Top of Source information
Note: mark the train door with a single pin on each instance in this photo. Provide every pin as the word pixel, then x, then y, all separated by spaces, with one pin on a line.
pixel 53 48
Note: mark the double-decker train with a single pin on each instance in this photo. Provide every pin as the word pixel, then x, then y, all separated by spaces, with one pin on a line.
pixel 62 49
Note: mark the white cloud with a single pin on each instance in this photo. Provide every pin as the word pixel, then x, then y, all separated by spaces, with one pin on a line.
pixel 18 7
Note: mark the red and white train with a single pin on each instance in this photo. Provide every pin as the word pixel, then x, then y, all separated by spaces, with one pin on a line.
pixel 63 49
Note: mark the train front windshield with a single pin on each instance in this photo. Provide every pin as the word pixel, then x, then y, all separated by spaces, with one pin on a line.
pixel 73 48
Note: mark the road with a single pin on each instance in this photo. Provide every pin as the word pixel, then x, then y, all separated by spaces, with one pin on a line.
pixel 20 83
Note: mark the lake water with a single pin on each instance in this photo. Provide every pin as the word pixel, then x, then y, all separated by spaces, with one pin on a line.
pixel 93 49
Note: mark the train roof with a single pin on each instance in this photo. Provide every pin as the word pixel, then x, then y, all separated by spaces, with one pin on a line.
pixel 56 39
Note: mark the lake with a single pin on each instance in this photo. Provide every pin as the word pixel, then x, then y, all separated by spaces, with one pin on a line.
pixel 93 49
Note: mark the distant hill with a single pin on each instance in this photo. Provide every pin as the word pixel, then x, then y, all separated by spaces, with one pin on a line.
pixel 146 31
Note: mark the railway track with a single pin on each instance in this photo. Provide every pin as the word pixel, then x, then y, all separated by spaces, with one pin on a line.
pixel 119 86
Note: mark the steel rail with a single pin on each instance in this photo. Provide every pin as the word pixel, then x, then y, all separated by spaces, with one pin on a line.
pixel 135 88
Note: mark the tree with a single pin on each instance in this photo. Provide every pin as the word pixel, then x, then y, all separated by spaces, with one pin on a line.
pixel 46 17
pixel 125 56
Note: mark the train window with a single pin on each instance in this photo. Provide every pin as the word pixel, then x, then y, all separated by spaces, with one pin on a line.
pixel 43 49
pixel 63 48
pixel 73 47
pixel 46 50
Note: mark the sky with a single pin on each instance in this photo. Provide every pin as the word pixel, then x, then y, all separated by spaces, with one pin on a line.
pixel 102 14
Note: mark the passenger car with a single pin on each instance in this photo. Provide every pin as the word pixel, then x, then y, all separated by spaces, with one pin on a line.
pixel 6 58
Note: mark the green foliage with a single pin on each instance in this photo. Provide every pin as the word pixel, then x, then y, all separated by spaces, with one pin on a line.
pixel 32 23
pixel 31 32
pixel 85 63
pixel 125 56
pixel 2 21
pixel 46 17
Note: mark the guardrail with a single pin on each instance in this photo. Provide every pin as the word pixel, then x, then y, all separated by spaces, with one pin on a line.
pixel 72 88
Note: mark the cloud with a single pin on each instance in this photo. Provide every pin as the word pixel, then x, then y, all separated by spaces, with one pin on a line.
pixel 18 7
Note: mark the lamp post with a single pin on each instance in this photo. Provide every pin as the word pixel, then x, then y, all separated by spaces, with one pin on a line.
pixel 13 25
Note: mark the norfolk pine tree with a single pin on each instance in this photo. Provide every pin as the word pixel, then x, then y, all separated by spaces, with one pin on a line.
Bottom of Source information
[Your objective]: Copy each record from above without leaving any out.

[Answer to the exercise]:
Note: mark the train door with a single pin on each instance in this photo. Provide every pin as the word pixel, then x, then y, all separated by spaces, with one pin on a line.
pixel 53 48
Note: mark the double-decker train with a single pin on each instance in this photo. Provide every pin as the word pixel, then x, then y, all separated by spaces, with one pin on a line.
pixel 62 49
Note: mark the white cloud with a single pin on each instance in this photo. Provide every pin as the word pixel, then x, then y, all separated by spaces, with one pin on a line.
pixel 18 7
Note: mark the red and white train with a single pin on each instance in this photo. Provide every pin as the word pixel, then x, then y, all separated by spaces, with one pin on a line.
pixel 63 49
Note: mark the train front windshield with a single pin on each instance in this photo. Provide every pin as the word pixel, then x, then y, all separated by spaces, with one pin on a line.
pixel 73 48
Note: mark the road with a single pin on each instance in this photo. Provide every pin as the word pixel, then x, then y, all separated by spaces, with one pin on a line.
pixel 20 83
Note: mark the lake water with a single pin on each instance in this photo. Provide every pin as the word pixel, then x, then y, all separated by spaces, with one pin on a line.
pixel 93 49
Note: mark the train roof with a single pin on each instance in this photo. Provide every pin as the word pixel, then x, then y, all separated by spaces, with one pin on a line.
pixel 56 39
Note: mark the lake with a single pin on each instance in this photo. Provide every pin as the word pixel, then x, then y, all separated by spaces, with one pin on a line.
pixel 93 49
Note: mark the distant hill with a single pin on each instance in this photo. Provide every pin as the word pixel, then x, then y, all separated by spaces, with one pin on a line.
pixel 146 31
Note: mark the railway track with a single pin on each instance in this photo. Provide every pin as the word pixel, then x, then y, all separated by spaces, with one pin on a line.
pixel 119 86
Note: mark the steel rail with a single pin on each instance in this photo. Provide every pin as the word pixel, then x, then y, all separated by spaces, with one pin on a line.
pixel 135 88
Note: mark the tree with a single pin on each instance in this photo. Provide every pin as the word pixel, then x, then y, all separated by spaces, with one pin on a line.
pixel 46 17
pixel 125 56
Note: mark the train window with a single pin on each instance in this photo. Provide every pin as the word pixel, then x, then y, all separated by spaces, with one pin on a line.
pixel 43 49
pixel 63 48
pixel 73 47
pixel 46 50
Note: mark the sky with a single pin on each instance in this photo. Provide every pin as the word pixel, then x, then y, all separated by spaces, with one pin on a line.
pixel 102 14
Note: mark the passenger car with a single pin on each instance in this photo. Provide every pin as the word pixel, then x, then y, all separated by spaces, with one pin on a line.
pixel 6 58
Note: mark the green foliage with a single pin on each instance in this photo. Provide every pin as the word pixel, then x, then y, all separated by spaces, with one pin on a line.
pixel 32 23
pixel 31 32
pixel 85 63
pixel 125 56
pixel 2 21
pixel 46 17
Note: mark the guardrail with a single pin on each instance in this photo. Provide every pin as the word pixel, then x, then y, all separated by spaces, with one pin on a line.
pixel 72 88
Note: mark the cloud with a single pin on each instance in this photo. Provide every pin as the word pixel, then x, then y, all separated by spaces, with one pin on a line.
pixel 18 7
Note: mark the lamp post with a single pin on each instance in this photo. Provide every pin as the word pixel, then x, then y, all separated by spaces, with one pin on a line.
pixel 13 25
Note: mark the norfolk pine tree with a single pin on each instance in this photo. Provide every pin as the word pixel, then x, then y, all separated by spaces, with one pin on a line.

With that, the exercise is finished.